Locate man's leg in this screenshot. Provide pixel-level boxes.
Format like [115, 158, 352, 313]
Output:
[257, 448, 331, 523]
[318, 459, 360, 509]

────────

- **TASK TO COMPLETE**
Count the lines in the data above that contain the string "pixel", matching case exactly. Reply with the number only.

- **TASK SOLUTION**
1